- [ПРЕДОСТАВЛЕННЫЙ ФРАГМЕНТ]:
* * *

In [1]:
import pandas as pd
import gspread
from oauth2client.service_account import ServiceAccountCredentials

### Подключаемся к Google Sheets

In [18]:
# Define the scope and credentials for accessing Google Sheets
scope = ['https://spreadsheets.google.com/feeds', 'https://www.googleapis.com/auth/drive']
credentials = ServiceAccountCredentials.from_json_keyfile_name('/Users/a1111/Documents/Notebooks/work-key.json', scope)

# Authenticate and open the Google Sheets file
gc = gspread.authorize(credentials)
# You can change the name of the sheet you want to open below
spreadsheet = gc.open('OMMAS-176 Купонные статьи') 

#### Don't forget to give this service account a permission to edit the sheet
gsheet-reader@project-id-0565238085837732033.iam.gserviceaccount.com

### Функция ниже объединяет два DataFrame (df_2022 и df_2023) по заданным столбцам (join_columns) и создает новый DataFrame, содержащий значения метрик (metrics) для каждого года. 


In [2]:
def merge_and_create_yoy(df_2022, df_2023, join_columns, metrics):
# Первый сценарий

# В начале проверяем пуст ли список колонок для объединения, и если да, то выполняем код ниже    
    if len(join_columns) == 0:
        
        # Step 1: In case if we have similar values in the first column we change one of the values, so we won't get an error
        first_col_name = df_2022.columns[0]
        df_2022.at[0, first_col_name] = 2020
        
        # Step 2: Merge two dataframes grouping by the column 'action_year'
        merged_df = pd.concat([df_2022, df_2023]).groupby(['action_year' if 'action_year' in df_2022.columns else 'action_month']).sum().reset_index()

        # Step 2: Convert the values in merged_df to numeric type
        merged_df = merged_df.apply(pd.to_numeric, errors='coerce')

        # Step 3: Check for orders_mobile column
        if 'orders_mobile' in metrics:
            # Step 1: Convert the values in 'orders_mobile' and 'count_orders' columns to numeric type
            merged_df.loc[0:1, 'orders_mobile'] = pd.to_numeric(merged_df.loc[0:1, 'orders_mobile'])
            merged_df.loc[0:1, 'count_orders'] = pd.to_numeric(merged_df.loc[0:1, 'count_orders'])

            # Step 2: Add the new column 'mobile_orders_%'
            merged_df.loc[0:1, 'mobile_orders_%'] = (merged_df.loc[0:1, 'orders_mobile'] / merged_df.loc[0:1, 'count_orders']) * 100

            # Step 3: Drop the 'orders_mobile' column from merged_df
            merged_df = merged_df.drop('orders_mobile', axis=1)

* * *

- [ЗАДАНИЕ]:
Допишите фрагмент кода с функцией merge_and_create_yoy, начиная со строки, следующей за последней приведённой. Приведённый далее перечень является самостоятельным материалом и с фрагментом не связан.

- [Записи о границах фигур]:

* * *

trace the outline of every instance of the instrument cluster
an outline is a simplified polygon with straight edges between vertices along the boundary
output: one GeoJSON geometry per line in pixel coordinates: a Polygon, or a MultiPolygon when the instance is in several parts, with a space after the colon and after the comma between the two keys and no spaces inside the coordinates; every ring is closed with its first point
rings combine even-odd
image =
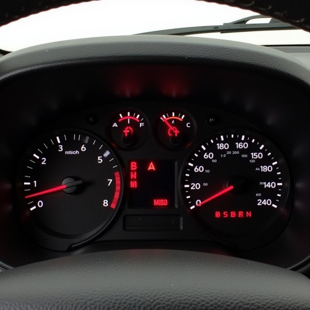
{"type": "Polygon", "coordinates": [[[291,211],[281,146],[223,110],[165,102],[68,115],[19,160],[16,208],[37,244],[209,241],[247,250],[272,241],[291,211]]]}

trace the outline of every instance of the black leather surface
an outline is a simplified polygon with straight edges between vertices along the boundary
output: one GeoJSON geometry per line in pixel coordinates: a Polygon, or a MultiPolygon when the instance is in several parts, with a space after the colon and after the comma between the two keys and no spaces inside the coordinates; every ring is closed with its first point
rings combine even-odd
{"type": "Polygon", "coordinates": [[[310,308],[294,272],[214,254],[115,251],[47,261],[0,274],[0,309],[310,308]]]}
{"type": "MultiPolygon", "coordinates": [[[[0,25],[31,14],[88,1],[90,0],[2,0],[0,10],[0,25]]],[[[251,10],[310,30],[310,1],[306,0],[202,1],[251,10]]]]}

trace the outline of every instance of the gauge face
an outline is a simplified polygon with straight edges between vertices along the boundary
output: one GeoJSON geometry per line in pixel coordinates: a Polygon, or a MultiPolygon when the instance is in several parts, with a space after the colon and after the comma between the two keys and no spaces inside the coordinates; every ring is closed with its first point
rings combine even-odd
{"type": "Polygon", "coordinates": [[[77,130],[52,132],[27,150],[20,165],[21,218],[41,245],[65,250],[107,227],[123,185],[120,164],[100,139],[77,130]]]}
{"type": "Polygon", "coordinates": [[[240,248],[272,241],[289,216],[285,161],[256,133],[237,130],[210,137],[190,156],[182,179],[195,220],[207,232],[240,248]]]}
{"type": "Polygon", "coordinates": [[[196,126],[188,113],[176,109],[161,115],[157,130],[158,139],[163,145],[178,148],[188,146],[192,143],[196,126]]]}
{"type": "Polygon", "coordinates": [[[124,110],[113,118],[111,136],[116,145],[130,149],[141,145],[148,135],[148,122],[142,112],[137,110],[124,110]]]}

* * *

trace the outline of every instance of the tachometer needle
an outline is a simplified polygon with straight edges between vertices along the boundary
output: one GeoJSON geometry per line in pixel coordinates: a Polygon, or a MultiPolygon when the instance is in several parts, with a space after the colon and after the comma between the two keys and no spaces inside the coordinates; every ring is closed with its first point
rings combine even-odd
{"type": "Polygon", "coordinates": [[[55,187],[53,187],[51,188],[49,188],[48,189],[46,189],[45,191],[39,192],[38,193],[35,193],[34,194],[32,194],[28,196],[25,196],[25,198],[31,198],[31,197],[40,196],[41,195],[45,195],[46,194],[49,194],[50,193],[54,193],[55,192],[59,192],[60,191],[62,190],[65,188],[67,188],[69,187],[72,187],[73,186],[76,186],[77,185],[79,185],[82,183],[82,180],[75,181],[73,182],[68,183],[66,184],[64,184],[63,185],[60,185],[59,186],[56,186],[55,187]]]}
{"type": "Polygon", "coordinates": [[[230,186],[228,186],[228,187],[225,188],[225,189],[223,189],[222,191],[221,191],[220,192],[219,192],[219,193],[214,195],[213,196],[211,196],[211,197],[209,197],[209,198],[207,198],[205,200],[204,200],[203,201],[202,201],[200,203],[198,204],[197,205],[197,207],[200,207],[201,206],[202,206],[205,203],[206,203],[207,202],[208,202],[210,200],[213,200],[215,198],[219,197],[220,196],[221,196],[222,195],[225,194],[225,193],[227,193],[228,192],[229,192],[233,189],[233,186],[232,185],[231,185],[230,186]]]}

* * *

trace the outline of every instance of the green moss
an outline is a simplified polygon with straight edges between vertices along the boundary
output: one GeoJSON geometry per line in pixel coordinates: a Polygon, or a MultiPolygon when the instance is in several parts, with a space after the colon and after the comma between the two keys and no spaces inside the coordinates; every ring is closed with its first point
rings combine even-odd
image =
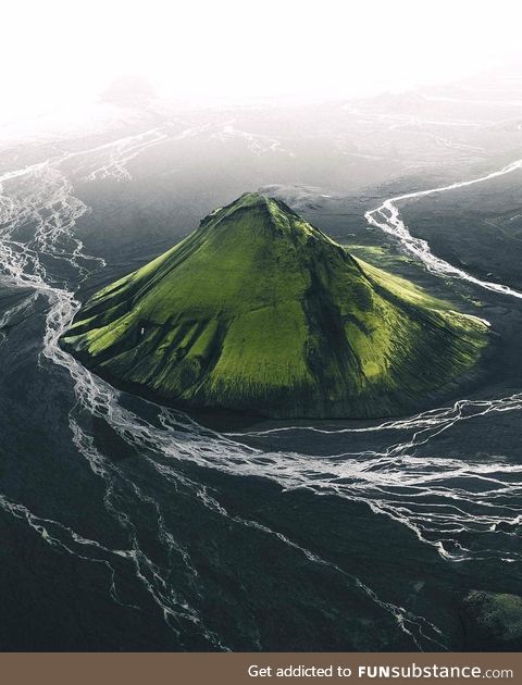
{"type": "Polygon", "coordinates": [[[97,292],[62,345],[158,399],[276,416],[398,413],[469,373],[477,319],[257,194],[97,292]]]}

* * *

- [ОТВЕТ К ЗАДАНИЮ]:
        # Step 4: Check for 'avg_check' column
        if 'avg_check' in metrics:
            # Step 1: Convert the values in 'gmv' and 'count_orders' columns to numeric type
            merged_df.loc[0:1, 'gmv'] = pd.to_numeric(merged_df.loc[0:1, 'gmv'])
            merged_df.loc[0:1, 'count_orders'] = pd.to_numeric(merged_df.loc[0:1, 'count_orders'])

            # Step 2: Add the new column 'avg_check'
            merged_df.loc[0:1, 'avg_check'] = merged_df.loc[0:1, 'gmv'] / merged_df.loc[0:1, 'count_orders']

        # Step 5: Calculate the year-over-year percentage change
        percentage_change = ((merged_df.loc[1] / merged_df.loc[0]) - 1) * 100
        percentage_change = percentage_change.round(2)

        # Step 6: Add a new row to the index of merged_df
        merged_df.loc['%'] = percentage_change

        # Step 7: Append the percentage sign to each value in the '%' index of merged_df
        merged_df.loc['%'] = merged_df.loc['%'].astype(str) + '%'

        # Step 8: remove the first value in the '%' index of merged_df and a row value in the mobile_orders_%
        first_column_name = merged_df.columns[0]
        merged_df.at['%', first_column_name] = '%'
        merged_df.at[0, first_column_name] = df_1_suffix
        merged_df.at[1, first_column_name] = df_2_suffix
        if 'orders_mobile' in metrics:
            merged_df.loc['%', 'mobile_orders_%'] = 'NaN'
            
        # Step 9: If we have 'kind' and 'subkind' values we assign them correct values
        if 'kind' in df_2022.columns:
            merged_df.loc[[0, 1], 'kind'] = df_2022['kind'].iloc[0]
            merged_df.loc['%', 'kind'] = '-'
            
        if 'subkind' in df_2022.columns:
            merged_df.loc[[0, 1], 'subkind'] = df_2022['subkind'].iloc[0]
            merged_df.loc['%', 'subkind'] = '-'

        # Step 10: If we have 'offer_category' and 'offer_subcategory' values we assign them correct values
        if 'offer_category' in df_2022.columns:
            merged_df.loc[[0, 1], 'offer_category'] = df_2022['offer_category'].iloc[0]
            merged_df.loc['%', 'offer_category'] = '-'
            
        if 'offer_subcategory' in df_2022.columns:
            merged_df.loc[[0, 1], 'offer_subcategory'] = df_2022['offer_subcategory'].iloc[0]
            merged_df.loc['%', 'offer_subcategory'] = '-'

        # Step 11: If we have 'ali_category' values we assign them correct values
        if 'ali_category' in df_2022.columns:
            merged_df.loc[[0, 1], 'ali_category'] = df_2022['ali_category'].iloc[0]
            merged_df.loc['%', 'ali_category'] = '-'
            
        #   Наконец, функция возвращает итоговый DataFrame.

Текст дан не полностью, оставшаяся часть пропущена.